= WHAT YOU NEED TO DO =
• 1. Transcribe the stretch of the cystic fibrosis motorcycle ride article from "Best, 31, grew" through "about nine years.".
• 2. Pick up the article on the cystic fibrosis fundraising motorcycle ride where it stops, and continue it.

= TEXT SEGMENT =
----------

Best goes coast-to-coast on cystic fibrosis fundraising motorcycle ride

John Decoste
Published on August 5, 2014

A Kings County resident has literally taken his fundraising efforts coast-to-coast.

Jim Best recently returned from an 8,700-kilometre motorcycle trip that took him from Boston to San Francisco, collecting memories while raising awareness and funds for cystic fibrosis research.

Best, 31, grew up in Centreville and now lives in New Minas. He was diagnosed with cystic fibrosis as an infant.

“I was diagnosed early on, and it’s been tricky to figure out at times,” said Best.

He didn’t let the disease stop him from attending university, then pharmacy school, at Dalhousie. Today, he does aerosol mask treatments twice a day, physiotherapy, and has occasional ‘tune-ups’ at the hospital.

“I’m getting quite used to it,” he says.

Best has been driving a motorcycle for about nine years.

“My father did it when I was growing up, that’s where I got the interest,” he said. “I’ve always wanted to do a long trip. I wanted a cause to pair it with, and I chose CF.”

He picked a route through the United States because he had a list of things he wanted to see.  He also visited some friends who were living along the route and attended baseball games in Boston, Cincinnati, St. Louis, Anaheim and San Francisco.


CF remains incurable

“I feel very lucky to have lived this long.  CF has changed dramatically in recent years. The life expectancy for someone with CF when I was born in 1983 was around 11 years. Now it’s close to 50,” Best said.

Cystic fibrosis remains incurable, but a big reason people with the disease are living longer is all the research that has been done into new drugs and medications.

----------

Dataset entries
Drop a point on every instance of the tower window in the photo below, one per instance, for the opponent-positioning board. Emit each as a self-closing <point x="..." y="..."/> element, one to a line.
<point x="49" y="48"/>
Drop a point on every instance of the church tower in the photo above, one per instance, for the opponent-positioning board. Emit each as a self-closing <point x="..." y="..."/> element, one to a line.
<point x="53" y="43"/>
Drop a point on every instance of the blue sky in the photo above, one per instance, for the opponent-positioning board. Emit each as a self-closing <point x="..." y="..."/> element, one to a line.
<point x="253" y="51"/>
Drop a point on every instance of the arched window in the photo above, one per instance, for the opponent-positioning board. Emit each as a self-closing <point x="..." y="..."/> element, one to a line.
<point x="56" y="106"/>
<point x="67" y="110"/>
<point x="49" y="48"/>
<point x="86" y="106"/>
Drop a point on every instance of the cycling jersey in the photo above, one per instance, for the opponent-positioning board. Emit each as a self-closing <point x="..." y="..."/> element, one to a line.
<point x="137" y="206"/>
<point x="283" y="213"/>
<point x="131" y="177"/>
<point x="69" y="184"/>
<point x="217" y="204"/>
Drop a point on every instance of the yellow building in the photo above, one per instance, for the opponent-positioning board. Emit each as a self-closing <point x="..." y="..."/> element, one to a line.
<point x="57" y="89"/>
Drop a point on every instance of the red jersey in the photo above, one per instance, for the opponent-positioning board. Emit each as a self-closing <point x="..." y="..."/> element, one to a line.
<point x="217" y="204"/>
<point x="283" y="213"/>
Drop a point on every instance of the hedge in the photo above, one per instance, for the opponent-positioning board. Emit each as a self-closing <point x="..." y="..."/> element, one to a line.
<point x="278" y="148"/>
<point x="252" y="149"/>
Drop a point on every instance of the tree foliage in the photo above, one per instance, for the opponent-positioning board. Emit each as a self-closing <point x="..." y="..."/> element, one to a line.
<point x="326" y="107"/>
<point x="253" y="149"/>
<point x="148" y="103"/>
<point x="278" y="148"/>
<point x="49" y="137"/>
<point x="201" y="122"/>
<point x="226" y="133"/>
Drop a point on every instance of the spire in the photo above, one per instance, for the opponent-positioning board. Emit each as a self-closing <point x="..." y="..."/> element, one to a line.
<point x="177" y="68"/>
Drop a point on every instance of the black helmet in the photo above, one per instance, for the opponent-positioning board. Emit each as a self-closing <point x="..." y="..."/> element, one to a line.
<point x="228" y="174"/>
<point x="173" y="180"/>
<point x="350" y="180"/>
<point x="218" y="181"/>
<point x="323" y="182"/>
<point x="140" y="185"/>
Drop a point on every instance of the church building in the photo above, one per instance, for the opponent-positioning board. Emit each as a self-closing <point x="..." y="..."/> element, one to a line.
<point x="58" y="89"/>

----------

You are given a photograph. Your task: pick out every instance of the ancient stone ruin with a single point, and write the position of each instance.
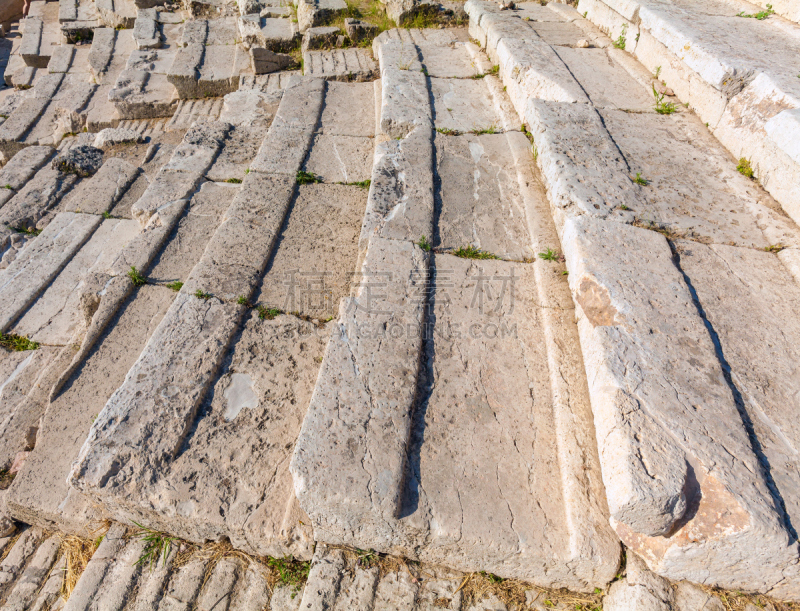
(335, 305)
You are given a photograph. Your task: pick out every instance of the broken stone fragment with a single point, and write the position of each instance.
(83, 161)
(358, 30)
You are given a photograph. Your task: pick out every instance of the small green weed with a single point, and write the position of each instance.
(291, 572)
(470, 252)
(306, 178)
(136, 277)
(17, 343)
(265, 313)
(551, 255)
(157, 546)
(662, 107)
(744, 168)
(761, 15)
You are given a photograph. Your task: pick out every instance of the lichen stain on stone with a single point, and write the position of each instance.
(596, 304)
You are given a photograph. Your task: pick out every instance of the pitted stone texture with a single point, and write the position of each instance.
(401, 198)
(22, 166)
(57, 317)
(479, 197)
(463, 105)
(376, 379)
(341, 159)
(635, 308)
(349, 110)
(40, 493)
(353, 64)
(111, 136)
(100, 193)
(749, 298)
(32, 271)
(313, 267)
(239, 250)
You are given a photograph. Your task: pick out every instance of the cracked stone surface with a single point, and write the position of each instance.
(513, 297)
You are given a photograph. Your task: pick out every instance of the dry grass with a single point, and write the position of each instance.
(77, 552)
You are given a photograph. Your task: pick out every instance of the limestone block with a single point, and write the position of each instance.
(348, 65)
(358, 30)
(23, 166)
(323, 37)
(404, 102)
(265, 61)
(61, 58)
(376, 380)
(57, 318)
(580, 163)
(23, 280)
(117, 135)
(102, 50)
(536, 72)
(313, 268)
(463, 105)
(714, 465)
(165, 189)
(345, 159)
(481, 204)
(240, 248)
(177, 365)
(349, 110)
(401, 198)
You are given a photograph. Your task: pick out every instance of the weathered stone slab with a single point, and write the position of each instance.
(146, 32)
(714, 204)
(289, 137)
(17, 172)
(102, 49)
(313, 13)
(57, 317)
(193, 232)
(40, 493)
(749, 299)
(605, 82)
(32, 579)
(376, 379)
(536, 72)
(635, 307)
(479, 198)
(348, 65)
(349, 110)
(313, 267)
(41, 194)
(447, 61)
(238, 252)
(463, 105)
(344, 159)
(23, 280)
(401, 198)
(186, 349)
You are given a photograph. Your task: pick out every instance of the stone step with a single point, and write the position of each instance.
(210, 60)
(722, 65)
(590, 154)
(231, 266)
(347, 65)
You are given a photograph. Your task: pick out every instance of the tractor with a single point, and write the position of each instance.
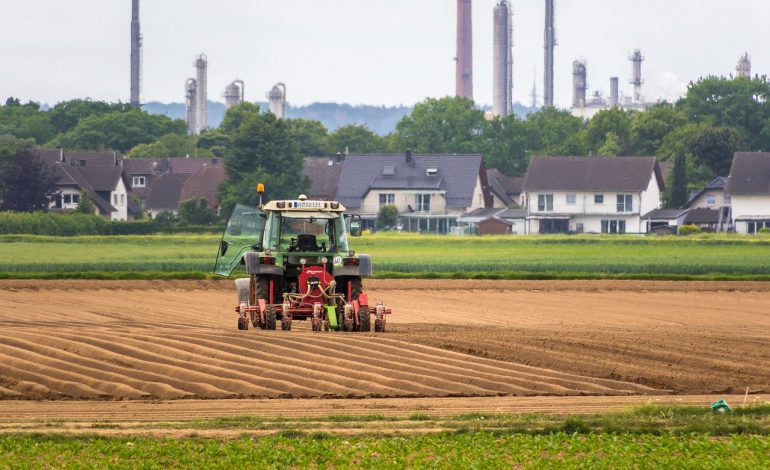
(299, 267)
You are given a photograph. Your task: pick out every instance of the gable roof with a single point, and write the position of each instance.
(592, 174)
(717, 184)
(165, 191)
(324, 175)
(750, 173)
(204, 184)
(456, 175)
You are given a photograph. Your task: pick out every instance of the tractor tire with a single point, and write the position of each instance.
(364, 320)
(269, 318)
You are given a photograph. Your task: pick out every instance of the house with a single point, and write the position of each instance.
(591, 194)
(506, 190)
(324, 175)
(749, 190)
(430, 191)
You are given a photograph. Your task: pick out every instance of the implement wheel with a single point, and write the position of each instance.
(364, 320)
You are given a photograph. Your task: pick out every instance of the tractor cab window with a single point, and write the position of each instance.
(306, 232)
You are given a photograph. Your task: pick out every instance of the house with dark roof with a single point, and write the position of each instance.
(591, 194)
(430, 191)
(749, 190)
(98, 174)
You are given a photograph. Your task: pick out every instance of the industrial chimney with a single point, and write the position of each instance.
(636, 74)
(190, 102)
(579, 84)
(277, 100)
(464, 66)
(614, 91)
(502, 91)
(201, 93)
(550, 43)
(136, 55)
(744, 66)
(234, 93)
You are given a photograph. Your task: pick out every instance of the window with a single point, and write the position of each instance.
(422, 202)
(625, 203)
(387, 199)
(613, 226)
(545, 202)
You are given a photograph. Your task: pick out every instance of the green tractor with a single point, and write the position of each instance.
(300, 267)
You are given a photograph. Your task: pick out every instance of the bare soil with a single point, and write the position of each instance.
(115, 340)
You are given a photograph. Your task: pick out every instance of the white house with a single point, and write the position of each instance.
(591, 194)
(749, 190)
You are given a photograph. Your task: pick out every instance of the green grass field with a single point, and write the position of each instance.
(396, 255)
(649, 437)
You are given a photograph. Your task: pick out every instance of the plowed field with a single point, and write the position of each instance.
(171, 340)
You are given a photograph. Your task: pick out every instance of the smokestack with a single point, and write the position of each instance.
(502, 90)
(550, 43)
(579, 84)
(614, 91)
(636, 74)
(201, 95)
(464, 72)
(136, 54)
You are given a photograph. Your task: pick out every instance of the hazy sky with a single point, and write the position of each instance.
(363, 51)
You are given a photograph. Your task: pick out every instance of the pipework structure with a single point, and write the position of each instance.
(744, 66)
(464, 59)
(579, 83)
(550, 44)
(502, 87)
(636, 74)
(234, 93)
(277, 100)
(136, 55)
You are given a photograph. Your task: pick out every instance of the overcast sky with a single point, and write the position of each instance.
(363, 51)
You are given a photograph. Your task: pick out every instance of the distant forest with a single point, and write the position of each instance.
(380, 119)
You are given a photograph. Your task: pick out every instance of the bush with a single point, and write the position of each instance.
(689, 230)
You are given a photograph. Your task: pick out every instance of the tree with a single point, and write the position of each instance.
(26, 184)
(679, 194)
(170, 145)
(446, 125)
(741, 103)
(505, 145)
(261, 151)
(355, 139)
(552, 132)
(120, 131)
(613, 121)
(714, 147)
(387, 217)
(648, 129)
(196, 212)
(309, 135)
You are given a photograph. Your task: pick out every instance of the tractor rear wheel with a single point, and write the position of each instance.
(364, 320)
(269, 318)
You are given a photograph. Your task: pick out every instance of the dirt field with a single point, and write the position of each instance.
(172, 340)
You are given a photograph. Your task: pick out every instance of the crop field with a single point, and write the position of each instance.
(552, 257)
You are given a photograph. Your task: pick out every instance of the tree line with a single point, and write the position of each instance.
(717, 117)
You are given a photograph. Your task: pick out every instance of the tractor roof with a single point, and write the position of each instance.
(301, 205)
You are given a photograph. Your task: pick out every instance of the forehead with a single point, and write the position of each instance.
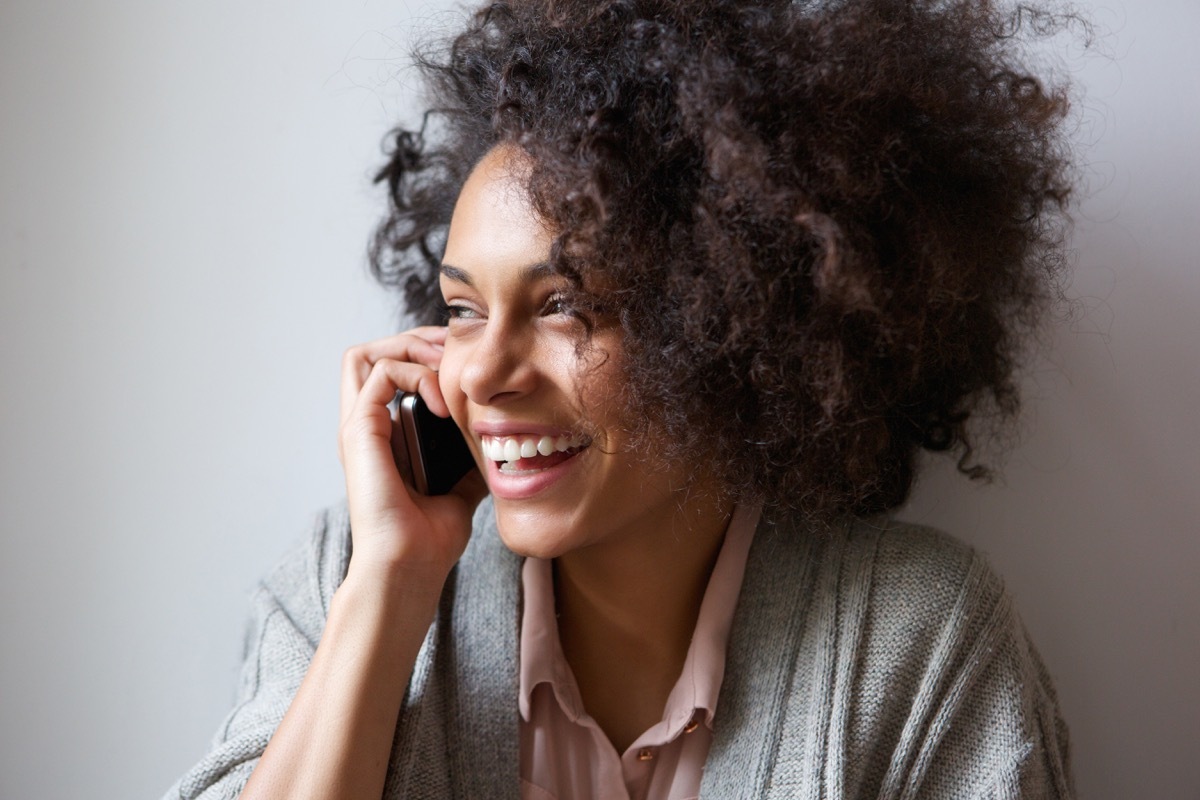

----------

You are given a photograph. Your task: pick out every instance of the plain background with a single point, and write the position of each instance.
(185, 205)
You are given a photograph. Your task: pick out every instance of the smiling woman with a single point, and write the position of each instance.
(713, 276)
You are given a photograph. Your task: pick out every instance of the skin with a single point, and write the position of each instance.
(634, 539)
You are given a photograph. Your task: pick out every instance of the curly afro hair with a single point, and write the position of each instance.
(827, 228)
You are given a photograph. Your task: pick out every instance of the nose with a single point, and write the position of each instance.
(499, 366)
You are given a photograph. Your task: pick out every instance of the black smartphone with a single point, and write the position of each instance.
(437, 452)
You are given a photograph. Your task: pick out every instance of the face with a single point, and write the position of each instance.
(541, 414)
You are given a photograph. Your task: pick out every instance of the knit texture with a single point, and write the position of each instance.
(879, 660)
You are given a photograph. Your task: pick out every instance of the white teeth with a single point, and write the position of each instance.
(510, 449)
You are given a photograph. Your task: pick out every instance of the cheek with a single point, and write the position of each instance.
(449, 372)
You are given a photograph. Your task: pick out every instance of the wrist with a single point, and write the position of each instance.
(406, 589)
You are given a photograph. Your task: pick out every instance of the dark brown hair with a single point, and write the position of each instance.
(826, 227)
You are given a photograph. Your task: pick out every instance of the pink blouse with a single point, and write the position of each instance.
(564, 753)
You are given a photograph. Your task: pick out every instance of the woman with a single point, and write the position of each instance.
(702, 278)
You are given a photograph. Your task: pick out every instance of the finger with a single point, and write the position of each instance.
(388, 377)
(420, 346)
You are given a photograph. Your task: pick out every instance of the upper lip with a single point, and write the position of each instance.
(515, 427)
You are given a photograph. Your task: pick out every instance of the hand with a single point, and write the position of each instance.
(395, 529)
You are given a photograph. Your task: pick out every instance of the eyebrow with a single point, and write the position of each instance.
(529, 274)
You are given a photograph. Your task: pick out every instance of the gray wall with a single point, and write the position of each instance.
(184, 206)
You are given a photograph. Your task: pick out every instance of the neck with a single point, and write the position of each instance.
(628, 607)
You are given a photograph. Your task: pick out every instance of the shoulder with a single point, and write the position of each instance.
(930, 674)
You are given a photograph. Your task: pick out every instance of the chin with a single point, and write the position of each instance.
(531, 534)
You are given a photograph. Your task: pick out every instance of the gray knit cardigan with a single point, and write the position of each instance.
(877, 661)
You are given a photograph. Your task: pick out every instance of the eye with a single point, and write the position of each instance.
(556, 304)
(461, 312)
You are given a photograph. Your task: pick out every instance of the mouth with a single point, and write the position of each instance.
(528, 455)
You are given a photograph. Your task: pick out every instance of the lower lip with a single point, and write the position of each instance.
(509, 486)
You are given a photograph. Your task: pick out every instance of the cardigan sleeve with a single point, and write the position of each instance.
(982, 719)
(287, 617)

----------

= ANSWERS FOR THE EXERCISE =
• 1.
Best, 31, grew up in Centreville and now lives in New Minas. He was diagnosed with cystic fibrosis as an infant.

“I was diagnosed early on, and it’s been tricky to figure out at times,” said Best.

He didn’t let the disease stop him from attending university, then pharmacy school, at Dalhousie. Today, he does aerosol mask treatments twice a day, physiotherapy, and has occasional ‘tune-ups’ at the hospital.

“I’m getting quite used to it,” he says.

Best has been driving a motorcycle for about nine years.

• 2.
While effective, the new drugs don’t come cheap. Kalydeco, one new medication that is really making a difference in CF patients, costs over $300 per day.

Along with the actual fundraising, he said, “that was another reason I did it, to raise awareness of the advances in medical science.”


On the road

Best was on the road for nearly a month, riding 8,700 kilometres, through 20 states, which was more than he had initially planned.

“I rode for 20 days, and took five days off during that time for rest and rejuvenation, or if I was in a place where I wanted to spend a little more time.”

The hardest part, he said, was the extreme heat. At one spot in Utah, it was 46 degrees Celsius, while at a stop 20 minutes outside Denver, it was just 6C.

“I had drawn up a tentative schedule, including some of the places I wanted to see. I got re-routed around a couple of times because of the weather,” he said.

“I got ahead of schedule, so I got to see South Dakota, Mount Rushmore and the Hoover Dam. I even managed to work in some skydiving, which was a lot of fun.”

Three weeks in, his father, Hal Best, emailed him with the news that he wanted to join his son for the end of the ride.

“(That) was the cherry on top. We drove right up the California coast. Having him with me made it really special.”

Best didn’t experience any ill effects from the ride, either.

“I’m doing OK. I thought when I got back I’d need a bit of a tune-up, but though I was tired and a bit jet-lagged, otherwise, I fared quite well,” he said.

“Looking back, it was more of a physical challenge than a mental challenge. I knew why I was doing it, and keeping that in mind kept me going.”

It was harder on his body than he thought it would be, however.

“Even though I had lots to eat, I ended up losing 15 pounds from the heat and exhaustion.”

Due to his lung condition, he also wore a mask or a bandanna under his helmet.


Sharing the story

Best maintained a blog, a fundraising site and a Facebook page during his travels.

“I thought once or twice about calling it off. Then I’d go into a restaurant, or look at my Facebook page and what people were saying, and that kept me going.”

On his return, his family and friends hosted a get-together at the Centreville community hall.

“It was nice to get back,” he said. “If I hadn’t had the support of family, friends and fellow CF sufferers, I wouldn’t have been able to do it.”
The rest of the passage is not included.